START Excerpt
Scientific elites
While some have argued that establishment of an award specifically for female scientists points to the intractability of gender imbalances in the sciences, the relative rarity of women in science is a global phenomenon. In fact, only 5% of all the Nobel prizes ever awarded have gone to women. The percentage of scientific Nobels awarded to women is lower still.
Men still far outnumber women in Taiwan’s present-day scientific community. According to Dr. Yan-hwa Wu Lee, president of National Chiao Tung University, male faculty outnumber female faculty at her university by a ratio of ten to one.
Though still relatively few in number, Taiwan’s female scientists are proving to be just as ambitious as the men and are earning standing in their respective fields of research.
Academia Sinica academician Jacqueline Whang-Peng is a case in point. The first winner of the Outstanding Women in Science Award in 2008, Whang-Peng conducted pioneering research on the role of chromosomal abnormalities in carcinogenesis. In fact, her contributions to the treatment of cancer are virtually second to none in Taiwan.
This year’s awards focused on the biological sciences, with the outstanding scientist prizes going to Dr. Yu Su-may, a distinguished research fellow with the IMB, and Dr. Chao A. Hsiung, director of the Institute of Population Health Sciences at the National Health Research Institutes.
END Excerpt
START Material supplied
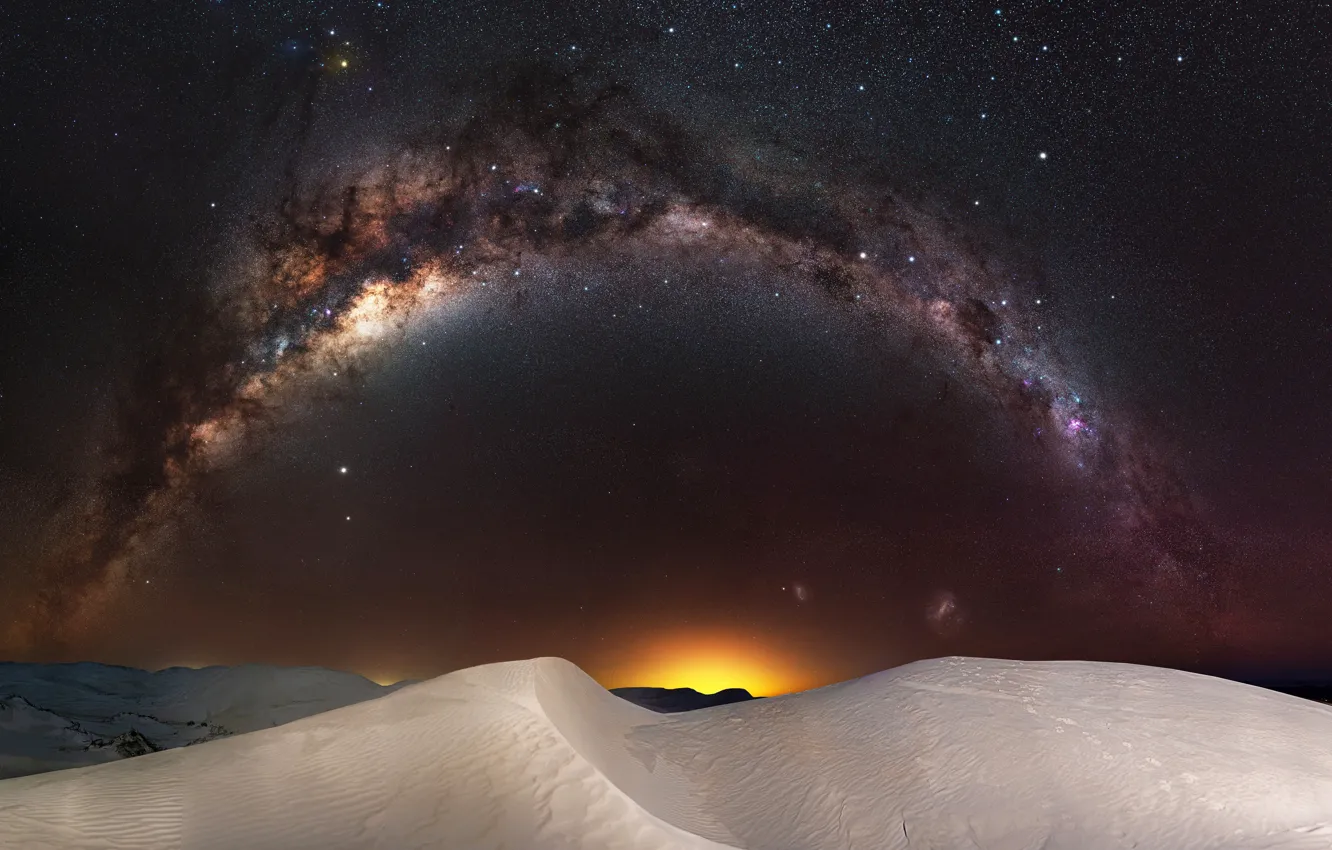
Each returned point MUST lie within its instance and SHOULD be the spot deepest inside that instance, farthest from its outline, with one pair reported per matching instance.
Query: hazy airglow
(710, 662)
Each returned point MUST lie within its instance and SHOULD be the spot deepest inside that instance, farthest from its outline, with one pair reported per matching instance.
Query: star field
(394, 337)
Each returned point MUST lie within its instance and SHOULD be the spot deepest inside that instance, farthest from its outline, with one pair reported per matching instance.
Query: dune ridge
(945, 753)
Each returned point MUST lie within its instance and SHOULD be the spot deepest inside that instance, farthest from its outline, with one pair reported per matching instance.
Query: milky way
(590, 176)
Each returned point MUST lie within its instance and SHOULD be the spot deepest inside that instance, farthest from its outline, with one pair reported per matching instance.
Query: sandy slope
(56, 716)
(949, 753)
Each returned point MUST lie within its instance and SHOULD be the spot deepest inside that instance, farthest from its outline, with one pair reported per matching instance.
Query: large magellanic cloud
(566, 168)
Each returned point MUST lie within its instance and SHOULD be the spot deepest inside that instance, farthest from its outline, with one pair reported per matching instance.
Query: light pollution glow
(709, 662)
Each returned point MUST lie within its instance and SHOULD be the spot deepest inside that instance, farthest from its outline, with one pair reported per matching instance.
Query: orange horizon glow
(710, 662)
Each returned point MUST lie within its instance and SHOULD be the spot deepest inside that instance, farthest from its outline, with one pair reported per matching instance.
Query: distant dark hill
(1319, 692)
(671, 700)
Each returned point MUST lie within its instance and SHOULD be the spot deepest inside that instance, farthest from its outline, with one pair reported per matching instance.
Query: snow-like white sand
(56, 716)
(954, 753)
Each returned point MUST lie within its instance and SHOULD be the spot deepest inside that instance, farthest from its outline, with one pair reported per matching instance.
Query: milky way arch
(553, 173)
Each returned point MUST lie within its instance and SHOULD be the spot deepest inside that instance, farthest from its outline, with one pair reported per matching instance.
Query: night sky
(714, 344)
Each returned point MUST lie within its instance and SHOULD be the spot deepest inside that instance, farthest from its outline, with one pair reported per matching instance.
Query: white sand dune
(950, 753)
(56, 716)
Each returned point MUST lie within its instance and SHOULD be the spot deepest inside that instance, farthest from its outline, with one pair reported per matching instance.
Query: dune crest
(945, 753)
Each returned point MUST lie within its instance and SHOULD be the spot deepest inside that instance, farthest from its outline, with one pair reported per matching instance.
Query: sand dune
(56, 716)
(947, 753)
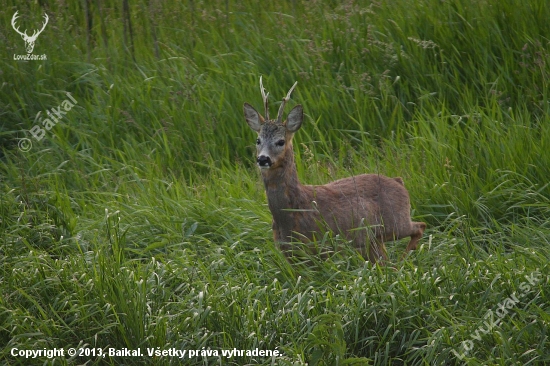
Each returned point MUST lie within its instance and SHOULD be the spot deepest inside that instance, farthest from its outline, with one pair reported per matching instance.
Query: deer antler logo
(29, 40)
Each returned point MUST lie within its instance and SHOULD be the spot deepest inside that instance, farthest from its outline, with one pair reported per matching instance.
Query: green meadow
(138, 220)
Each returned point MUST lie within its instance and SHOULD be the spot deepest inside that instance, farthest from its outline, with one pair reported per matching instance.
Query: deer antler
(264, 97)
(282, 107)
(36, 33)
(13, 19)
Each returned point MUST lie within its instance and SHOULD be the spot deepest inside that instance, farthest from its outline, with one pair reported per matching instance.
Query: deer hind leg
(417, 231)
(377, 251)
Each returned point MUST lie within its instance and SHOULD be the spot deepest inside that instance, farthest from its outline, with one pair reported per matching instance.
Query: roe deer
(367, 206)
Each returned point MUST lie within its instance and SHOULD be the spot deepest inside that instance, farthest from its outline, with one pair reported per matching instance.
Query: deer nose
(264, 161)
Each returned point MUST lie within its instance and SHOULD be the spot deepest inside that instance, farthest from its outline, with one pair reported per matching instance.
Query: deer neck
(282, 186)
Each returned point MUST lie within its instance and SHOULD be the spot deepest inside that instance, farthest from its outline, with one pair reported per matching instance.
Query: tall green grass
(139, 221)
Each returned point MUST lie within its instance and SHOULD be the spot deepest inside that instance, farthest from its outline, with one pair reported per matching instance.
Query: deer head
(29, 40)
(274, 135)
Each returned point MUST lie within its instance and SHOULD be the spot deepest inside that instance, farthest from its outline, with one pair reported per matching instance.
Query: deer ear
(253, 118)
(294, 119)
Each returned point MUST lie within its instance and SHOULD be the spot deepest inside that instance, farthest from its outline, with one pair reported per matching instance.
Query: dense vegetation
(139, 220)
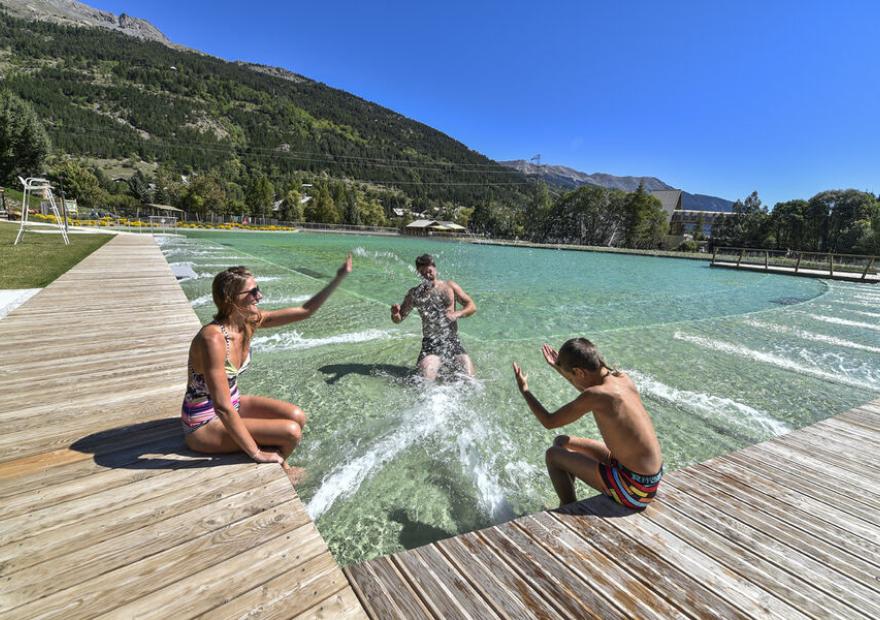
END Material supplied
Directions for this task:
Write out the passage on women in science word for word, starting with "Men still far" and going on through "fields of research.". The items are unrelated to the passage on women in science.

Solution to this problem:
Men still far outnumber women in Taiwan’s present-day scientific community. According to Dr. Yan-hwa Wu Lee, president of National Chiao Tung University, male faculty outnumber female faculty at her university by a ratio of ten to one.
Though still relatively few in number, Taiwan’s female scientists are proving to be just as ambitious as the men and are earning standing in their respective fields of research.